• What the task asks
Count the lines below with the string "patio" in them. Only the number should be given.

• Dataset extract
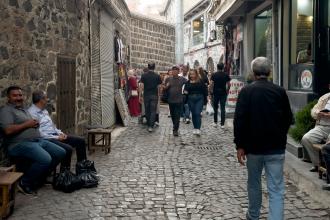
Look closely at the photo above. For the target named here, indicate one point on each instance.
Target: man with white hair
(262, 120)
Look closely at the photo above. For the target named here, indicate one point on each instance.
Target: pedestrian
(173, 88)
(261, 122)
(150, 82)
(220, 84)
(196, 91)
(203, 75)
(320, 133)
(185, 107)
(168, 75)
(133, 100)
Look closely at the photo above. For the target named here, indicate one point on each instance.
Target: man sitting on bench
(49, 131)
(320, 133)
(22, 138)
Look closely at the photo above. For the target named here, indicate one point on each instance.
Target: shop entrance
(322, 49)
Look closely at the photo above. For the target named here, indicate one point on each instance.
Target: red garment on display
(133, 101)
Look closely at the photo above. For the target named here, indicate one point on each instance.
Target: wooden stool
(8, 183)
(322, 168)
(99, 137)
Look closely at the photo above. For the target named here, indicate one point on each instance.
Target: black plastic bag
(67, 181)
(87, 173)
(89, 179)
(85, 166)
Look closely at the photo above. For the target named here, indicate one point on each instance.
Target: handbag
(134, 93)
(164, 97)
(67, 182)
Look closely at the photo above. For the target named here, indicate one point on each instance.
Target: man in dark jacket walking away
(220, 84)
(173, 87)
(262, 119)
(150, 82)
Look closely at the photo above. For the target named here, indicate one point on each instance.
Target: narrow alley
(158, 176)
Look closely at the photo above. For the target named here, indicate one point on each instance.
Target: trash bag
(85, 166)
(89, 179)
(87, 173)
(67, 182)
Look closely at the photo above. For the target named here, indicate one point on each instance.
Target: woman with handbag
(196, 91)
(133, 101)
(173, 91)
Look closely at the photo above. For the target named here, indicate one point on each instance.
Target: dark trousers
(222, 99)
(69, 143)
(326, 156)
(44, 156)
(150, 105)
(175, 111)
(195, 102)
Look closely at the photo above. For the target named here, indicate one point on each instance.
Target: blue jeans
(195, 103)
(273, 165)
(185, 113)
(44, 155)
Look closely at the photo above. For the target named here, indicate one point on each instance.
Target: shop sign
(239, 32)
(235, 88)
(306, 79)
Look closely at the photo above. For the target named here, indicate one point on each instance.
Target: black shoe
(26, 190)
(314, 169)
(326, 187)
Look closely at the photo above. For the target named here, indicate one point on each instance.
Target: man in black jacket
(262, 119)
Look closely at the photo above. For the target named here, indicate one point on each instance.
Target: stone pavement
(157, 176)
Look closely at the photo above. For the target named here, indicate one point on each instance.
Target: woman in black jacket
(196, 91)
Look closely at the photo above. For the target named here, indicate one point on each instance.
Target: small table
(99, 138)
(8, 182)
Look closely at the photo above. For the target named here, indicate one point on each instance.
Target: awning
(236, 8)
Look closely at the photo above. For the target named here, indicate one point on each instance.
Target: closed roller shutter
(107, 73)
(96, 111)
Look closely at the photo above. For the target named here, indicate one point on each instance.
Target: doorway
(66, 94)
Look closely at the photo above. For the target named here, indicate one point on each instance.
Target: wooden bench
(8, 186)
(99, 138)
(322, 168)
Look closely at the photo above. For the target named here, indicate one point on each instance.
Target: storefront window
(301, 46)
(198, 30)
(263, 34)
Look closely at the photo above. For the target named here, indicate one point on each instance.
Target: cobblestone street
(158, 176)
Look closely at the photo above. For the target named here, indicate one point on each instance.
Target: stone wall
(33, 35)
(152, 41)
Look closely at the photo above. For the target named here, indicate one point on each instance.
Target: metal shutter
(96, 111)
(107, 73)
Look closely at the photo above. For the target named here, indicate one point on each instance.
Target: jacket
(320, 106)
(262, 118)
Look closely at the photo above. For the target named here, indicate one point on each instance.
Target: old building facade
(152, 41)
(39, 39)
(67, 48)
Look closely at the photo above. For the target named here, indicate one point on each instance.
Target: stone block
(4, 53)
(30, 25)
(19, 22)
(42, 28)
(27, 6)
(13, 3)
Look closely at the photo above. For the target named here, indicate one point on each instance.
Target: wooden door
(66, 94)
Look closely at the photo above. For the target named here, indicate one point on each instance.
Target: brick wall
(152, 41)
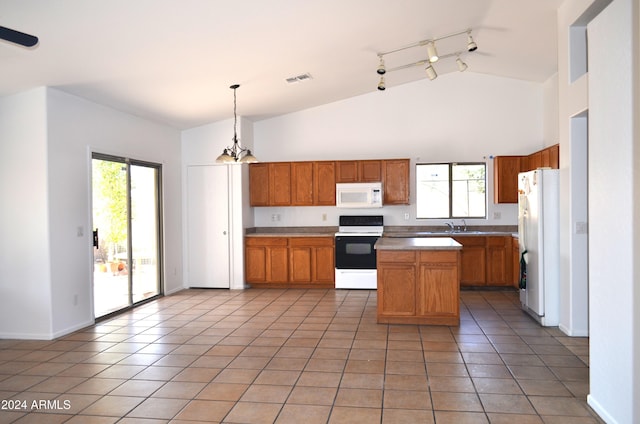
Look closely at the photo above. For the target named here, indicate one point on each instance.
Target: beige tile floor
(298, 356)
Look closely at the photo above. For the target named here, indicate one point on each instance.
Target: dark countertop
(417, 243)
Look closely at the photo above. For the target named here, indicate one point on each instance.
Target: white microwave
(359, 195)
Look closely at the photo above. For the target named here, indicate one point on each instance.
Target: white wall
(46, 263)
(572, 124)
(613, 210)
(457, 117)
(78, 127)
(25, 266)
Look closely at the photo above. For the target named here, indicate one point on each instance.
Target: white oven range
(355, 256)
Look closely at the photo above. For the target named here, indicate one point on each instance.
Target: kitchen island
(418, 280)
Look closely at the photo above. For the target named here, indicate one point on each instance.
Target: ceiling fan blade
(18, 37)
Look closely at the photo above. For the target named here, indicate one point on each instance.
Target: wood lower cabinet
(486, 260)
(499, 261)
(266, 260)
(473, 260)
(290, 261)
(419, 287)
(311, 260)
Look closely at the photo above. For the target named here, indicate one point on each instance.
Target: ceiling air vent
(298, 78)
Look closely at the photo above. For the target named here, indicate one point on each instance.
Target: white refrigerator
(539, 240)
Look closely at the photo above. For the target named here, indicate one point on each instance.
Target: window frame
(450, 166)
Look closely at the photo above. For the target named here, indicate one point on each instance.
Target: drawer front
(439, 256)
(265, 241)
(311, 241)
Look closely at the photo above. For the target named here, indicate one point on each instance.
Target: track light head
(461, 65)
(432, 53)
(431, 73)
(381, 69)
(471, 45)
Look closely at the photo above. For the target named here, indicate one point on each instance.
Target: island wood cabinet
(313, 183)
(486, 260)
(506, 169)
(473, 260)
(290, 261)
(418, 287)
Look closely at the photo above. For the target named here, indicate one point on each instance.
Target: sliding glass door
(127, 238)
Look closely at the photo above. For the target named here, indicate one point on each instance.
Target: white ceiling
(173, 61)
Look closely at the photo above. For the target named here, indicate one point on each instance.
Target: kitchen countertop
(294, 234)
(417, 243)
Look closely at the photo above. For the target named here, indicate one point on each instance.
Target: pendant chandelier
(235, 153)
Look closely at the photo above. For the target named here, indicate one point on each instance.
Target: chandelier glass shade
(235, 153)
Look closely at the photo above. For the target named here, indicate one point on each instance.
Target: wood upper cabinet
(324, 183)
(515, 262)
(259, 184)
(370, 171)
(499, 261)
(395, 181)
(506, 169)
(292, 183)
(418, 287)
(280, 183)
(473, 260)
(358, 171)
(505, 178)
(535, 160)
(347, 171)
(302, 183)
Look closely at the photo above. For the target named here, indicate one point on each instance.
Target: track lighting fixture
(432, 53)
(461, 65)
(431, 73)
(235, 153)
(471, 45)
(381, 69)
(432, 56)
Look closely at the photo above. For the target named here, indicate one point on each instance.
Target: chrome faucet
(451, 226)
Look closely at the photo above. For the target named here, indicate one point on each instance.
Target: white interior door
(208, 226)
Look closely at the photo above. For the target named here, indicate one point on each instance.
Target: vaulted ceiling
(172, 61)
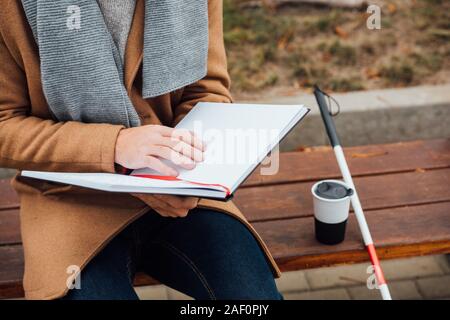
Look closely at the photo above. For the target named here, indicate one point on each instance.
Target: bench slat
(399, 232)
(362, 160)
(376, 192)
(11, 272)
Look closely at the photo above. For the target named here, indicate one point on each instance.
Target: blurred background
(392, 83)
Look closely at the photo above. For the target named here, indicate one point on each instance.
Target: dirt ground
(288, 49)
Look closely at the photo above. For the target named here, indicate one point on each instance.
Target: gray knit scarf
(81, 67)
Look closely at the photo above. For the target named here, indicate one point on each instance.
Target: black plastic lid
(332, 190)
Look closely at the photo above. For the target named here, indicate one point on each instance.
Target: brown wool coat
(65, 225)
...
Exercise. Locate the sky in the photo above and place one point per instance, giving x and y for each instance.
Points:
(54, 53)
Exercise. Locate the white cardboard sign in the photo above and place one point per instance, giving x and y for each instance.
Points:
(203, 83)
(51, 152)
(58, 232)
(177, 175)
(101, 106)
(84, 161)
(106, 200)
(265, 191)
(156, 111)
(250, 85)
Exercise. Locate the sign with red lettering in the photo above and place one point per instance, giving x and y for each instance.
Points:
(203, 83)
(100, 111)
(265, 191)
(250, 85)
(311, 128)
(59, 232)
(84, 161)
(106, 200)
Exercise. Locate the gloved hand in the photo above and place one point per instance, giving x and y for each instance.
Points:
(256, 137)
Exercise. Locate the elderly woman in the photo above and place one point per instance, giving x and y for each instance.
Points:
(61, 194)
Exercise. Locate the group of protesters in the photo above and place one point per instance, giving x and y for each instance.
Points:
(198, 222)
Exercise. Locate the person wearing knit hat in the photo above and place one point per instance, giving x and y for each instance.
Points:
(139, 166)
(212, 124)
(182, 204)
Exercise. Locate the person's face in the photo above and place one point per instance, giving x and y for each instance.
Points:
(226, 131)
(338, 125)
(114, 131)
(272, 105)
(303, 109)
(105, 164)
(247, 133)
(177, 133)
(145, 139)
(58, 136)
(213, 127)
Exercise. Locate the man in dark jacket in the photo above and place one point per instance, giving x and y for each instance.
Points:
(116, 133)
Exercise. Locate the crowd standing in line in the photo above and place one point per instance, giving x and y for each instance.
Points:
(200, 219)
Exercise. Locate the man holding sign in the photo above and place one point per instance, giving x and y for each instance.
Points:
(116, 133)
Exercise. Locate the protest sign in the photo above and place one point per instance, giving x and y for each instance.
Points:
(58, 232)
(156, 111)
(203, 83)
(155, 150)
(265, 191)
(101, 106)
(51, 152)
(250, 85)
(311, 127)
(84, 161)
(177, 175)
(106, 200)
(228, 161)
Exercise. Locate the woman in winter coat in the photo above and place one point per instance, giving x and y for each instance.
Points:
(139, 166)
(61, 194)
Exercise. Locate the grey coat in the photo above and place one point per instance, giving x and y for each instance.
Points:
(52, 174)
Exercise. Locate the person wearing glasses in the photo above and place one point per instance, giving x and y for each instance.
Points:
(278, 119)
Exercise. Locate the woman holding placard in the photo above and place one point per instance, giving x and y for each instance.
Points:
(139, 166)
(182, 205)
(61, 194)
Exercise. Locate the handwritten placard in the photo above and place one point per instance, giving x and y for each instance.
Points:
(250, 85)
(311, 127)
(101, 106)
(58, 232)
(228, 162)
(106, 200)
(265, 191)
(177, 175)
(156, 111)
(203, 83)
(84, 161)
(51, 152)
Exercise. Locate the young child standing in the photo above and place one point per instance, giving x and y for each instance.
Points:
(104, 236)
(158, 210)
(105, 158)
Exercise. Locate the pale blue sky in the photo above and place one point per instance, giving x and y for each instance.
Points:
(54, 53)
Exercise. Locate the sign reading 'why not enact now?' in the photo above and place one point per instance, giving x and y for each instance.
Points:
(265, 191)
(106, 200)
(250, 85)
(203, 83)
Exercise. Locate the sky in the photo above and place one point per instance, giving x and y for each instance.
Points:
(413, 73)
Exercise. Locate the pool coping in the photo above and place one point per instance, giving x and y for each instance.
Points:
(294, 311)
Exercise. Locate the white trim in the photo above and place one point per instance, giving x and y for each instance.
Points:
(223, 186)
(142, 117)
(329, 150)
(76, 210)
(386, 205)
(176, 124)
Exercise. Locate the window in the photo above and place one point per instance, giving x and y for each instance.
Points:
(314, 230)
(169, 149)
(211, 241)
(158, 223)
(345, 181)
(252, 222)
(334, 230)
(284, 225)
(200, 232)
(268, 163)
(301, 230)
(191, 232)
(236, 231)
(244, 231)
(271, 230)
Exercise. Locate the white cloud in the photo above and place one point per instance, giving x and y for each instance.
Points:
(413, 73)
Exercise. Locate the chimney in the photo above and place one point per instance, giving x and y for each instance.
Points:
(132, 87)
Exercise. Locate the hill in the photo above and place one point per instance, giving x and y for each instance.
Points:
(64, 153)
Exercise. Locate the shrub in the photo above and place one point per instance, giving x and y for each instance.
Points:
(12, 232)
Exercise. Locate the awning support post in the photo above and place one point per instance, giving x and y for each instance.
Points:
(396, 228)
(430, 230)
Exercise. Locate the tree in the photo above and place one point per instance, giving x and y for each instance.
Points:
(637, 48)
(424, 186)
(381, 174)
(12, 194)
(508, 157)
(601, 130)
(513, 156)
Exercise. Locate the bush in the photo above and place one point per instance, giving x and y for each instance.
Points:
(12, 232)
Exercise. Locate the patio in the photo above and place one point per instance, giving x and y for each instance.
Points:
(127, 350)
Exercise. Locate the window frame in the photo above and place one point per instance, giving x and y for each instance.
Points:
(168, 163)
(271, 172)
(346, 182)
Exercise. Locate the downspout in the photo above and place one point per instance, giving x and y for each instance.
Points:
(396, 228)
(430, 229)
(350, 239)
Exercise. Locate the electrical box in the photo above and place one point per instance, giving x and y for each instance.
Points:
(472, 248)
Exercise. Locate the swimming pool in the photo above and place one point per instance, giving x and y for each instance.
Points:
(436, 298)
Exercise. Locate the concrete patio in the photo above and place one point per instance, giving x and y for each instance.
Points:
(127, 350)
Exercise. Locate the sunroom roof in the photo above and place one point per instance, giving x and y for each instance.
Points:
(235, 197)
--
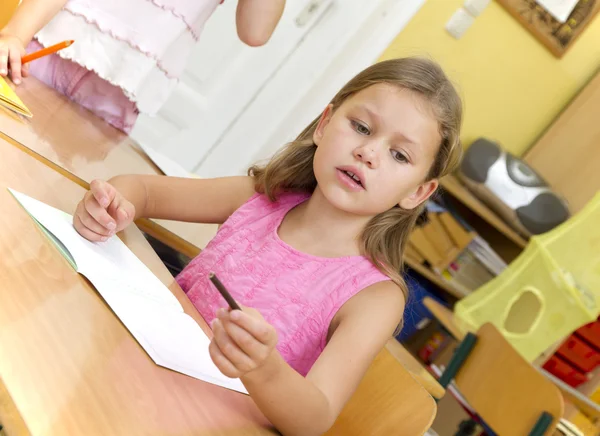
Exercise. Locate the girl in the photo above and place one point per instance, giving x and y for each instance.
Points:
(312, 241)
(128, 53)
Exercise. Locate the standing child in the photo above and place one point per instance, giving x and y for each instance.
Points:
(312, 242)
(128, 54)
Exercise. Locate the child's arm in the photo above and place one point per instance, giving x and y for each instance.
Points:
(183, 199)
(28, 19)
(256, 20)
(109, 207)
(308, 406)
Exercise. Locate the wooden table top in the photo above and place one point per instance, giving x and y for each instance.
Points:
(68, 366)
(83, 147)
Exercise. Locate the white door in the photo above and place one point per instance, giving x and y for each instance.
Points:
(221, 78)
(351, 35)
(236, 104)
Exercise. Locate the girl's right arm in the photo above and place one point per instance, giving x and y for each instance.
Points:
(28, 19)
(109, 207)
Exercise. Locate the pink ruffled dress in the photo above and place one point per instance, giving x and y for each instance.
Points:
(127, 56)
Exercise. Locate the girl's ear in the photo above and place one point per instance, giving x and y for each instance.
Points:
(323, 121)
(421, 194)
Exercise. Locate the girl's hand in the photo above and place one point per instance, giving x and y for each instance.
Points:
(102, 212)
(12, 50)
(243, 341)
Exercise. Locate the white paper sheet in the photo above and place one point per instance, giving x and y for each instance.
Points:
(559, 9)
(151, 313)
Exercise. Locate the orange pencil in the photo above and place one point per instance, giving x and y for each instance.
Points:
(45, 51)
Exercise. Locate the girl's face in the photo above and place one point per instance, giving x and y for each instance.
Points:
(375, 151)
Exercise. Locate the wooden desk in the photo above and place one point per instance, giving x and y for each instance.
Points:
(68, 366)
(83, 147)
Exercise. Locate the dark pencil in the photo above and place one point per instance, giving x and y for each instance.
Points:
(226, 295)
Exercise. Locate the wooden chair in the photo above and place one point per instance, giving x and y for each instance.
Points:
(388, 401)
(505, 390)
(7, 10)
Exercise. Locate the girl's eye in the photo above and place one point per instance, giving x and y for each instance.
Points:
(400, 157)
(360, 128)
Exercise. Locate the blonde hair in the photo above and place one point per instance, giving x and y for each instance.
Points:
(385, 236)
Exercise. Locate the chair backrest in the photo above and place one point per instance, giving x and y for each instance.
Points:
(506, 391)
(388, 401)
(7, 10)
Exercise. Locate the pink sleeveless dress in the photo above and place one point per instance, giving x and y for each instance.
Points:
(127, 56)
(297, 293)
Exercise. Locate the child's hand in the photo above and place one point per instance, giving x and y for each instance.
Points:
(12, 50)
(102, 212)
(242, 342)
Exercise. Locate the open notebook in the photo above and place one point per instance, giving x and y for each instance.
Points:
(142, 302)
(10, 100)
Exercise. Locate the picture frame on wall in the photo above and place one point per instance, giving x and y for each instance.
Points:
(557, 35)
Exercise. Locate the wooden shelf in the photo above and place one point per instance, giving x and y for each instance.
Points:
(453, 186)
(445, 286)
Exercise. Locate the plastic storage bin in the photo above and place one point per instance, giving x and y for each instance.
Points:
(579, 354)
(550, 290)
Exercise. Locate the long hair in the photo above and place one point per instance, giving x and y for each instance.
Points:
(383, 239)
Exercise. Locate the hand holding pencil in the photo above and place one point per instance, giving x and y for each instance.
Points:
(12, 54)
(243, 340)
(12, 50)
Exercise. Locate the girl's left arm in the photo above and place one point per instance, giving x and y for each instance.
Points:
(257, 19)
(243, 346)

• Solution for this problem
2